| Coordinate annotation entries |
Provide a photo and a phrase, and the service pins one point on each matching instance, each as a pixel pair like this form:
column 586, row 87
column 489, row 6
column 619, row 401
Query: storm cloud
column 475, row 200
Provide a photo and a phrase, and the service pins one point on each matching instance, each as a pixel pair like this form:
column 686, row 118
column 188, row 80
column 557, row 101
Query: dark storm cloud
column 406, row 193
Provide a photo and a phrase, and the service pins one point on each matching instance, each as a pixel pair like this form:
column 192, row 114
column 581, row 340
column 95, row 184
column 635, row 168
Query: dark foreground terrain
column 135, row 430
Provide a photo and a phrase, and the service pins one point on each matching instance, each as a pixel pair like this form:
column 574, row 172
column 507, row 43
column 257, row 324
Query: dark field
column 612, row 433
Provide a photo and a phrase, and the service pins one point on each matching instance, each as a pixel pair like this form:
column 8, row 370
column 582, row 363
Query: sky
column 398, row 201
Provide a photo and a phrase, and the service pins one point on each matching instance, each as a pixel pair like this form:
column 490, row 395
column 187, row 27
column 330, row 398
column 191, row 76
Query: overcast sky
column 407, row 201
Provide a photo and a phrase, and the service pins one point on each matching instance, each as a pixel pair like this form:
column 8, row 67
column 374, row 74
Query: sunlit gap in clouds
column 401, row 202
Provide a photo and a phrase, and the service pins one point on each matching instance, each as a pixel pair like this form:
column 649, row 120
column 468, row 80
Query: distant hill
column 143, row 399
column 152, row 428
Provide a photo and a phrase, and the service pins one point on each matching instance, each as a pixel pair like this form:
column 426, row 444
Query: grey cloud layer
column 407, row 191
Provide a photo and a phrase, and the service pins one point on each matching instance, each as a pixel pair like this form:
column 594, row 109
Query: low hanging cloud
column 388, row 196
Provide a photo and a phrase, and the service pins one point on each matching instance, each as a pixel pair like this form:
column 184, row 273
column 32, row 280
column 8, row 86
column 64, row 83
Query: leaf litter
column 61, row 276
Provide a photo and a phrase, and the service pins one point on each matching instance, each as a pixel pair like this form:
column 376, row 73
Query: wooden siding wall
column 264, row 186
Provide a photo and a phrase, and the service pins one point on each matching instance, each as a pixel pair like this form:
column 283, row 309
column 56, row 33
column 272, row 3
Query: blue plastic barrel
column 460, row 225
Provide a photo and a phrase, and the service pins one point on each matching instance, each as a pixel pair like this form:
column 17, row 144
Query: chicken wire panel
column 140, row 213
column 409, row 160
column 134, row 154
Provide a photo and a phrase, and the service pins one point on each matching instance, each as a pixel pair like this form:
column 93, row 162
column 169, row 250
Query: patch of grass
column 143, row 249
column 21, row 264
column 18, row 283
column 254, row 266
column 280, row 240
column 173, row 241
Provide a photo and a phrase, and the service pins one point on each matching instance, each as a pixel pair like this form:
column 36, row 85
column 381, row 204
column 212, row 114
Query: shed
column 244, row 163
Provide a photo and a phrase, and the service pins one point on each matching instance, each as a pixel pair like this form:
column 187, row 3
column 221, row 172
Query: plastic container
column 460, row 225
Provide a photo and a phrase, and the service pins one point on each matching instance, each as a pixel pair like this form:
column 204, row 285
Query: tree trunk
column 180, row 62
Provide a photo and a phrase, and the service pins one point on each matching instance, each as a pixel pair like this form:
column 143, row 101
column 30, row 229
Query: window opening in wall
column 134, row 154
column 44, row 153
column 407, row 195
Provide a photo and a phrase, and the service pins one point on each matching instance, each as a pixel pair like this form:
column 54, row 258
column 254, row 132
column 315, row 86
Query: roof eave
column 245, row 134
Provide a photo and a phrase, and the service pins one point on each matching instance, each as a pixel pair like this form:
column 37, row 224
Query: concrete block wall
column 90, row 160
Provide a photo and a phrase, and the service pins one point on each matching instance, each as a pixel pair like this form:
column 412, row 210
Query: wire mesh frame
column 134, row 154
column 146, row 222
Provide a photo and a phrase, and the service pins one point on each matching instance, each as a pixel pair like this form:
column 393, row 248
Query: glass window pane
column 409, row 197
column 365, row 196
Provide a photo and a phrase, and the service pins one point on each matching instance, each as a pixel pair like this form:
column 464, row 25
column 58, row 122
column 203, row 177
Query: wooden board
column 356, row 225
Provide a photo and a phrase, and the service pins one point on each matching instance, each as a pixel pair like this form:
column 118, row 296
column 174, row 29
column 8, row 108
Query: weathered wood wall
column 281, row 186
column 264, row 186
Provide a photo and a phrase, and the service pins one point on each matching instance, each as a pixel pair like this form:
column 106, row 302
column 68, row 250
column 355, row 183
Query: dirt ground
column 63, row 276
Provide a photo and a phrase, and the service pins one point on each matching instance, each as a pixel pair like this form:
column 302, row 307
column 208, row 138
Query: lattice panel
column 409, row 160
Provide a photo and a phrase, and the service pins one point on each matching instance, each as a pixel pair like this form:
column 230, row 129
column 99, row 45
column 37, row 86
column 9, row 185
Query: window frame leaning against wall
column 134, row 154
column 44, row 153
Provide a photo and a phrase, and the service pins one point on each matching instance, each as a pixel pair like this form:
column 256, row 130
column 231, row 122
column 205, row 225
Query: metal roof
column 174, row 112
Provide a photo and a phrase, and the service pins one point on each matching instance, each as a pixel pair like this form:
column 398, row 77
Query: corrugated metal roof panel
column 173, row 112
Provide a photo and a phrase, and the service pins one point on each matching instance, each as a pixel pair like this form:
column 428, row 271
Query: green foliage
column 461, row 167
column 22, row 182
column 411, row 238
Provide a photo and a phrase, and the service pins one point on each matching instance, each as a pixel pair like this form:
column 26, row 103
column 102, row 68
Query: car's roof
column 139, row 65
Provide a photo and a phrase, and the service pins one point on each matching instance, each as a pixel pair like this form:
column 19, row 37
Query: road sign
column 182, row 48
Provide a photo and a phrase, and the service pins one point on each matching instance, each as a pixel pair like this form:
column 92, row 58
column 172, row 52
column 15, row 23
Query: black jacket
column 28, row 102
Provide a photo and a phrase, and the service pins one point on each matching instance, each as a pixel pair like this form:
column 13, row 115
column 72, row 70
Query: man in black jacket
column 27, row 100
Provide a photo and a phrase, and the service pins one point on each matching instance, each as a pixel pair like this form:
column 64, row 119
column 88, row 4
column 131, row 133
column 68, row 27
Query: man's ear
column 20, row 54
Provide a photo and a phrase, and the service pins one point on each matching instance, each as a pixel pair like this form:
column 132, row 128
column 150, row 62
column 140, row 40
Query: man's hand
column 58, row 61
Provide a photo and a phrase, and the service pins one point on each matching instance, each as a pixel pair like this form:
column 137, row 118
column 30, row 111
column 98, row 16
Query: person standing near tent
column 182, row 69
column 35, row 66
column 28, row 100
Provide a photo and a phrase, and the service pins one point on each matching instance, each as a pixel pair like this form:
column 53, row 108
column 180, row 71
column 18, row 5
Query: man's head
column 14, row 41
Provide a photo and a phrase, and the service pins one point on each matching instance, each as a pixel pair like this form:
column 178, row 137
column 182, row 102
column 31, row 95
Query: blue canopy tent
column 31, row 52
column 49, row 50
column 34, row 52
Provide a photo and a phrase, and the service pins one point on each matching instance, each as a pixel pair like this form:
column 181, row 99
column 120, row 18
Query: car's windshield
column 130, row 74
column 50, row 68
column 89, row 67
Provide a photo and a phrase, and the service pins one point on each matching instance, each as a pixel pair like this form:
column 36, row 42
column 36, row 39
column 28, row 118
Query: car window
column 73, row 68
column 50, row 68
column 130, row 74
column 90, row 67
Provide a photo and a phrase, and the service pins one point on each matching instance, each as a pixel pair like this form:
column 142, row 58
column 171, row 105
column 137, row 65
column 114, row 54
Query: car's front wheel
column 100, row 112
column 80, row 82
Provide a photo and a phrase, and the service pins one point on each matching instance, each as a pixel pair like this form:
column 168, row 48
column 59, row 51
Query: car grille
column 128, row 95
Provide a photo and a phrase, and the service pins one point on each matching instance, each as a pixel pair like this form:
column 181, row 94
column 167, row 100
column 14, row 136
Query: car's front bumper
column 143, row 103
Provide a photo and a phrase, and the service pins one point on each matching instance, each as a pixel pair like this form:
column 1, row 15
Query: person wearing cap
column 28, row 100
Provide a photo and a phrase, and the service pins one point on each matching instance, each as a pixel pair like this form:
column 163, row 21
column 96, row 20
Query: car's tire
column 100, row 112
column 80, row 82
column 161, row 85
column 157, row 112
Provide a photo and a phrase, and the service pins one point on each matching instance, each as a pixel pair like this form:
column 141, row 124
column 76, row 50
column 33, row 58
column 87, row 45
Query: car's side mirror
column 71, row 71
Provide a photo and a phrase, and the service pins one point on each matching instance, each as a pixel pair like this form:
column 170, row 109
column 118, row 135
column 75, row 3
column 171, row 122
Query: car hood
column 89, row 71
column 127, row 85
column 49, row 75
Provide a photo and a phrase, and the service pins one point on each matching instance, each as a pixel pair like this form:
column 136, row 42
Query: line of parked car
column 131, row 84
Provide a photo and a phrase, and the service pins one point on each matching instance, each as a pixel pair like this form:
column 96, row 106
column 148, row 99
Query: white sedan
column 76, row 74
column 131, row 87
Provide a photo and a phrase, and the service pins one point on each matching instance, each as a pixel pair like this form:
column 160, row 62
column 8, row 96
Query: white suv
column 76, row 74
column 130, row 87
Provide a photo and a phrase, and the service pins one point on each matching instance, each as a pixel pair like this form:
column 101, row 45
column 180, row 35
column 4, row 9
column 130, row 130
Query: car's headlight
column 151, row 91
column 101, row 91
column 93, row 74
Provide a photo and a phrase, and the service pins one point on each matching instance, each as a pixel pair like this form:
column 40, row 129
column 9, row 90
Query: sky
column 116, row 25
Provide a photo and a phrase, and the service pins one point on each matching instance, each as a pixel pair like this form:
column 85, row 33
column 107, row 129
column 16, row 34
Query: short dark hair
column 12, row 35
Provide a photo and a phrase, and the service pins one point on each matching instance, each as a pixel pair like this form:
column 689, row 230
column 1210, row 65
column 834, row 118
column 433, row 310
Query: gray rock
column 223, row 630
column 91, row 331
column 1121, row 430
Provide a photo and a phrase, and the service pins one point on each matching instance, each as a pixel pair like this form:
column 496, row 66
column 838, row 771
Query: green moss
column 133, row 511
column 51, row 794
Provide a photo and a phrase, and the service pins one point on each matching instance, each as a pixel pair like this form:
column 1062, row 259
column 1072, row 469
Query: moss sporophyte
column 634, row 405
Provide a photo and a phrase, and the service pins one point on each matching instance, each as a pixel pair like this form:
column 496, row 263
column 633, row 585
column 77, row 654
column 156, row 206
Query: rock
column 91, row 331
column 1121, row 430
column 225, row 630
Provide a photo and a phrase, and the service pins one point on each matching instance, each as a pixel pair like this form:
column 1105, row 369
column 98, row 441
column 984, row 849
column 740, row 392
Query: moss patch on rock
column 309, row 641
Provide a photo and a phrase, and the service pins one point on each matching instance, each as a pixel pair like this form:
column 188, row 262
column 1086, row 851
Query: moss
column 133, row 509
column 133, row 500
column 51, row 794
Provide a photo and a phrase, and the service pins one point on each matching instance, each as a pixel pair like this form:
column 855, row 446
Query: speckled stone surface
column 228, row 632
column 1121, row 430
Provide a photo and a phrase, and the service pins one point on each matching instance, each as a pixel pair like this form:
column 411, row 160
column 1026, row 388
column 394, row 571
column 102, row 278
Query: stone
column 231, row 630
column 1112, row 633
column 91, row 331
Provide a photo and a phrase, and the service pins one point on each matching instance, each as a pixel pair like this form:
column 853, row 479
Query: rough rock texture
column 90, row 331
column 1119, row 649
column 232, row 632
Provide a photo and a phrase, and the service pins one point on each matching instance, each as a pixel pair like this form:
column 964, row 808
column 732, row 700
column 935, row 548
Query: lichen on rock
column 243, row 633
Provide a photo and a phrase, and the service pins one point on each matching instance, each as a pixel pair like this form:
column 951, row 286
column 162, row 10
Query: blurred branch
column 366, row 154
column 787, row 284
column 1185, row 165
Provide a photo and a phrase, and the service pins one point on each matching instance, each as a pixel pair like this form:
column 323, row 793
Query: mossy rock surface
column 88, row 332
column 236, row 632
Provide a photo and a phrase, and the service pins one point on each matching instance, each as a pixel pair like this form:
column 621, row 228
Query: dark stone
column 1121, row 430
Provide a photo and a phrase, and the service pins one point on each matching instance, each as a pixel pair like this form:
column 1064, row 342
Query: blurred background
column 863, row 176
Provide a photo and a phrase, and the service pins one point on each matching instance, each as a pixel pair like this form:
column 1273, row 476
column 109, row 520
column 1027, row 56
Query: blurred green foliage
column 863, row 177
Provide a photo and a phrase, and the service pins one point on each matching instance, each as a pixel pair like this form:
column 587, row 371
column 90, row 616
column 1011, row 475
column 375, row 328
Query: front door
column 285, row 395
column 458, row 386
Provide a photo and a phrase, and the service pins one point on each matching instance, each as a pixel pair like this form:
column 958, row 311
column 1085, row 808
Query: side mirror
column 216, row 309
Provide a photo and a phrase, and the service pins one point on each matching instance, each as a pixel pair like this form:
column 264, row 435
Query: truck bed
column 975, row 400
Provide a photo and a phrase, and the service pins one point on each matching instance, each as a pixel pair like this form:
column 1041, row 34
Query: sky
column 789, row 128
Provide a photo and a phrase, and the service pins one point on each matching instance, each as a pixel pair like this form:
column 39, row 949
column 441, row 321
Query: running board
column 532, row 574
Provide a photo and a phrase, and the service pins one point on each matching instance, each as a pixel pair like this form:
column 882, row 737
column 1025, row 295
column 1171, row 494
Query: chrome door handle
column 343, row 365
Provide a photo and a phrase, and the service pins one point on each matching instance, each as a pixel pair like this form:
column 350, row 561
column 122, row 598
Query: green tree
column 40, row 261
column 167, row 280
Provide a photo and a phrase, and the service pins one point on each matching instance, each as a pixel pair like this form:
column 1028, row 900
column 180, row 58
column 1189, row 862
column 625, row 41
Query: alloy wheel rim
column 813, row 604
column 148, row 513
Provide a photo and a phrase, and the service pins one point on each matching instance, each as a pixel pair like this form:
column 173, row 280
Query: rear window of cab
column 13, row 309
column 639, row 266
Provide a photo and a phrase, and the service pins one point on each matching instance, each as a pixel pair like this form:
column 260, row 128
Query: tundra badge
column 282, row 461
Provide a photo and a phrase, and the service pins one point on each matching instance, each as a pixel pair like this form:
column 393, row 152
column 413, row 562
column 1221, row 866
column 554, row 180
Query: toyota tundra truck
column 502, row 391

| TASK |
Count the lines in the entries above that contain the string "jacket", treating case as significant. Reply with the number alone.

| TASK ANSWER |
2